┏━━

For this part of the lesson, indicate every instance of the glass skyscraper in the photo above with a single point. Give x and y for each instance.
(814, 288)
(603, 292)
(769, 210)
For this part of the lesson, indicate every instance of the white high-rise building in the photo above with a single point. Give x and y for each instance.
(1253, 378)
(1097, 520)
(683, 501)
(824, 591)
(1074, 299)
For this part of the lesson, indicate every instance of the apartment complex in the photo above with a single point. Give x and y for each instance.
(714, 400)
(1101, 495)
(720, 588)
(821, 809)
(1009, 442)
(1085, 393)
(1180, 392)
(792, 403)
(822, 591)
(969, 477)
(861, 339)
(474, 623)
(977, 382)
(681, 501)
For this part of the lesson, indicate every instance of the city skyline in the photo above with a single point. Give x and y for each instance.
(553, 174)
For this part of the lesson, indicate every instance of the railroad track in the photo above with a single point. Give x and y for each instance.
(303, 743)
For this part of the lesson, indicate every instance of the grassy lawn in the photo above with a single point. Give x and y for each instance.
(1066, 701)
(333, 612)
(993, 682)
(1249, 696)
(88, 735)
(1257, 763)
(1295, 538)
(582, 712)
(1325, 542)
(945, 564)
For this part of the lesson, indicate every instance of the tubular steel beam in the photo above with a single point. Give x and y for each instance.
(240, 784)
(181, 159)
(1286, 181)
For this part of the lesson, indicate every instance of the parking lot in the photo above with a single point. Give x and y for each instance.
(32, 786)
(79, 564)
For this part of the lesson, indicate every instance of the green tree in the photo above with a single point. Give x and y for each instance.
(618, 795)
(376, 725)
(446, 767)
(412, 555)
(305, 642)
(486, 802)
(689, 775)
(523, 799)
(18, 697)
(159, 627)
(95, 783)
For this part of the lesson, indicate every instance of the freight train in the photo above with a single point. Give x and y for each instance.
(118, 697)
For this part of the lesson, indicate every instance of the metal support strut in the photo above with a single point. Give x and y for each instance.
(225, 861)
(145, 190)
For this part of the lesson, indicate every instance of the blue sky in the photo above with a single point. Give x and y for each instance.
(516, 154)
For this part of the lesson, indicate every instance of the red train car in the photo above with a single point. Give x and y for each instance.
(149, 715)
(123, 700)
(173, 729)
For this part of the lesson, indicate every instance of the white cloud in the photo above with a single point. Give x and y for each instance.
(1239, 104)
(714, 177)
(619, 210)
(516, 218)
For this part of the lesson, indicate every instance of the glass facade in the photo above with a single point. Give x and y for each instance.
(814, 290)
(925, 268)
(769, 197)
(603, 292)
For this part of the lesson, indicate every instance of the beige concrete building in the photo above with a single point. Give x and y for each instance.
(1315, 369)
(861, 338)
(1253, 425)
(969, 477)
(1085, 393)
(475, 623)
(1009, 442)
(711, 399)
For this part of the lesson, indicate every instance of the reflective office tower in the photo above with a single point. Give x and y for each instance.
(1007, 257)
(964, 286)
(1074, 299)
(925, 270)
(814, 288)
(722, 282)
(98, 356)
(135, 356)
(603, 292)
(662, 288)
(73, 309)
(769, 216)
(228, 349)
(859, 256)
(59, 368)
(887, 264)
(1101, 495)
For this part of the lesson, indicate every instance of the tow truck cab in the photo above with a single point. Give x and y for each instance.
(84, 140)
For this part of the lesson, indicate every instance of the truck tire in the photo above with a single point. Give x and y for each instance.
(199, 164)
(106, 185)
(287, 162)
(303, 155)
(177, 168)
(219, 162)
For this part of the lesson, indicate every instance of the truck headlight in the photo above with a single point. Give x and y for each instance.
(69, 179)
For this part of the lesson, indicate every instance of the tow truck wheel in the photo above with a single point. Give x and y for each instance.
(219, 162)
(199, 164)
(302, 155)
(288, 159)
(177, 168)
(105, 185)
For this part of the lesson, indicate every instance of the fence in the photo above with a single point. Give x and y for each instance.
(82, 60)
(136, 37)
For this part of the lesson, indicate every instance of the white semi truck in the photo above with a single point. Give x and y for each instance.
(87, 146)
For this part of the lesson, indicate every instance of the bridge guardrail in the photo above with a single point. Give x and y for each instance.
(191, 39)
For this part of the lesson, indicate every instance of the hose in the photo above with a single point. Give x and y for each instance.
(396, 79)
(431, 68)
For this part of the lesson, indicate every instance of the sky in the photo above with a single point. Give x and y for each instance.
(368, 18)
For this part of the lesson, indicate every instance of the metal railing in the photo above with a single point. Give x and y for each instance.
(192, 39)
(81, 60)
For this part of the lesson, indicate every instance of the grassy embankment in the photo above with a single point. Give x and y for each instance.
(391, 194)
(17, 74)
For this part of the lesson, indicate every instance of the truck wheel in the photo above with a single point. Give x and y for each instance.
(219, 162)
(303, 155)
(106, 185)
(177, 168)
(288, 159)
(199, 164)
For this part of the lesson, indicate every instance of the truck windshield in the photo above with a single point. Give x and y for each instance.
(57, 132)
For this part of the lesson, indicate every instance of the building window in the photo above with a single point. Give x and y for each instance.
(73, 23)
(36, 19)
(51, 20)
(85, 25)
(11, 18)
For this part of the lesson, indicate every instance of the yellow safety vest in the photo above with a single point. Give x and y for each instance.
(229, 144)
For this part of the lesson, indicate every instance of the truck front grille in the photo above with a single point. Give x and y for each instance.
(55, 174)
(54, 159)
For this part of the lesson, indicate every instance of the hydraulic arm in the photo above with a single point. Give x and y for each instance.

┗━━

Task instructions. Render every line of the records above as a Markdown table with two columns, Row and Record line, numbering the rows in order and omitting any blank lines.

Exercise answer.
| Row | Record line |
|---|---|
| 1 | For this part of the lesson, indicate every instance of the glass skyscraper in the photo above with a single point. Give x and y for each instance. |
| 2 | (814, 288) |
| 3 | (603, 292) |
| 4 | (769, 210) |
| 5 | For this part of the lesson, indicate every instance of the white high-rise building in the photo above with a single point. Give x and y for each instance. |
| 6 | (1253, 378) |
| 7 | (1097, 520) |
| 8 | (683, 501) |
| 9 | (824, 591) |
| 10 | (1074, 299) |
| 11 | For this part of the lesson, indicate every instance of the apartment complex in the photo above with a single point. Give x and y for each instance. |
| 12 | (714, 400) |
| 13 | (1101, 495) |
| 14 | (720, 588) |
| 15 | (821, 809) |
| 16 | (1009, 442) |
| 17 | (1085, 393) |
| 18 | (1180, 392) |
| 19 | (792, 403) |
| 20 | (822, 591) |
| 21 | (969, 477) |
| 22 | (861, 339) |
| 23 | (474, 623) |
| 24 | (977, 382) |
| 25 | (681, 501) |
| 26 | For this part of the lesson, indicate every instance of the city skyline in the photo above with a single point. Give x and y for each instance. |
| 27 | (553, 174) |
| 28 | For this part of the lesson, indicate every instance of the railroad track in the photo above with a single point. Give x and y for each instance. |
| 29 | (303, 743) |
| 30 | For this part of the lesson, indicate every instance of the grassy lawn in the photo above with a single point. Give x and y for each instance. |
| 31 | (1066, 701) |
| 32 | (333, 612) |
| 33 | (993, 682) |
| 34 | (1249, 696) |
| 35 | (88, 735) |
| 36 | (1257, 763) |
| 37 | (1295, 538) |
| 38 | (582, 712) |
| 39 | (1325, 542) |
| 40 | (945, 564) |
| 41 | For this part of the lesson, indicate every instance of the tubular steel beam in the photo above with a single point. Give x and y for each instance. |
| 42 | (240, 784) |
| 43 | (181, 159) |
| 44 | (1286, 181) |
| 45 | For this part of the lesson, indicate every instance of the parking lot in the photo above with a single point. Give x and y for each instance. |
| 46 | (32, 786) |
| 47 | (79, 564) |
| 48 | For this part of the lesson, indicate every instance of the green tree in the photo above with a single point. Give x and y for each instance. |
| 49 | (618, 795) |
| 50 | (376, 725) |
| 51 | (446, 767) |
| 52 | (412, 555) |
| 53 | (305, 642) |
| 54 | (486, 802) |
| 55 | (689, 775) |
| 56 | (523, 799) |
| 57 | (18, 697) |
| 58 | (159, 627) |
| 59 | (95, 783) |
| 60 | For this part of the lesson, indicate every instance of the freight train in the photo above with a single point. Give x and y for each instance. |
| 61 | (118, 697) |
| 62 | For this part of the lesson, indicate every instance of the metal support strut in the photo above with a single point. Give x and y for each instance. |
| 63 | (225, 861) |
| 64 | (145, 190) |
| 65 | For this part of the lesson, indicate every instance of the blue sky in the photo above with a single point. Give x and y for each instance. |
| 66 | (516, 154) |
| 67 | For this part of the lesson, indicate every instance of the red train car in the photo above with a single point. Give x and y for each instance. |
| 68 | (149, 715) |
| 69 | (123, 700) |
| 70 | (173, 729) |
| 71 | For this part of the lesson, indicate every instance of the white cloud in the photo above with a single point. Give x and y for each instance. |
| 72 | (1239, 104) |
| 73 | (714, 177) |
| 74 | (619, 210) |
| 75 | (516, 218) |
| 76 | For this part of the lesson, indicate every instance of the glass facade in the photo above with a single point. Give x and y for each instance. |
| 77 | (814, 290) |
| 78 | (925, 268) |
| 79 | (769, 197) |
| 80 | (603, 292) |
| 81 | For this part of the lesson, indicate every instance of the beige concrete building in the photo above with a single point. Give x and y for each instance. |
| 82 | (1315, 369) |
| 83 | (861, 338) |
| 84 | (1253, 425) |
| 85 | (969, 477) |
| 86 | (1085, 393) |
| 87 | (475, 623) |
| 88 | (1009, 442) |
| 89 | (711, 399) |
| 90 | For this part of the lesson, indicate every instance of the reflective office tower in the photo above with a single point. Give x and y for each instance. |
| 91 | (1007, 257) |
| 92 | (964, 286) |
| 93 | (1074, 299) |
| 94 | (925, 270) |
| 95 | (814, 288) |
| 96 | (722, 282) |
| 97 | (98, 356) |
| 98 | (135, 356) |
| 99 | (603, 292) |
| 100 | (662, 288) |
| 101 | (73, 309) |
| 102 | (769, 216) |
| 103 | (228, 349) |
| 104 | (859, 256) |
| 105 | (59, 368) |
| 106 | (887, 264) |
| 107 | (1101, 495) |
| 108 | For this part of the lesson, indicate every instance of the tow truck cab in the photo above with a single point. Give x and y for each instance. |
| 109 | (84, 140) |
| 110 | For this part of the lesson, indicate every instance of the truck tire in the photo above with a single point. Give x and y for each instance. |
| 111 | (199, 164) |
| 112 | (106, 185) |
| 113 | (287, 162) |
| 114 | (303, 155) |
| 115 | (177, 168) |
| 116 | (219, 162) |
| 117 | For this part of the lesson, indicate every instance of the truck headlight in the photo above with a single point. Give x and y for each instance. |
| 118 | (69, 179) |
| 119 | For this part of the lesson, indicate every instance of the tow truck wheel in the photo above with a single point. Give x and y for each instance. |
| 120 | (219, 162) |
| 121 | (199, 164) |
| 122 | (302, 155) |
| 123 | (288, 159) |
| 124 | (177, 168) |
| 125 | (105, 185) |
| 126 | For this part of the lesson, indicate every instance of the fence in the photo above with a single point. Give x and y for each instance. |
| 127 | (82, 60) |
| 128 | (136, 37) |
| 129 | For this part of the lesson, indicate every instance of the white semi truck in the photo above with a single point. Give x and y for each instance. |
| 130 | (87, 146) |
| 131 | For this part of the lesson, indicate every instance of the bridge guardrail in the photo above with a single point. Give x and y for each instance. |
| 132 | (191, 39) |
| 133 | For this part of the lesson, indicate every instance of the hose in the photo above with a single point. Give x and y for each instance. |
| 134 | (396, 79) |
| 135 | (431, 68) |
| 136 | For this part of the lesson, indicate every instance of the sky in the photo above with a single point. Give x and y for each instance. |
| 137 | (368, 18) |
| 138 | For this part of the lesson, indicate every instance of the metal railing in the photo above with a single point. Give x and y for each instance. |
| 139 | (192, 39) |
| 140 | (81, 60) |
| 141 | For this part of the lesson, indicate every instance of the grassy embankment in the photo above with a single point. Give x and y for each instance. |
| 142 | (391, 194) |
| 143 | (17, 74) |
| 144 | For this part of the lesson, indicate every instance of the truck wheel in the photo above with a single point. Give x and y for each instance. |
| 145 | (219, 162) |
| 146 | (303, 155) |
| 147 | (106, 185) |
| 148 | (177, 168) |
| 149 | (288, 159) |
| 150 | (199, 164) |
| 151 | For this part of the lesson, indicate every instance of the truck windshield in the photo above with a single point. Give x and y for each instance. |
| 152 | (57, 132) |
| 153 | For this part of the lesson, indicate every instance of the building window in the photo above with a single point. Give x and y for each instance. |
| 154 | (73, 23) |
| 155 | (36, 19) |
| 156 | (51, 20) |
| 157 | (85, 25) |
| 158 | (11, 18) |
| 159 | For this part of the lesson, indicate every instance of the yellow safety vest in the photo above with a single point. Give x and y for each instance. |
| 160 | (229, 144) |
| 161 | For this part of the lesson, indicate every instance of the truck front grille in the photo above with a single point. Give x and y for each instance. |
| 162 | (55, 174) |
| 163 | (54, 159) |
| 164 | For this part of the lesson, indicate every instance of the hydraulic arm in the photo above with a single point. Give x and y for each instance. |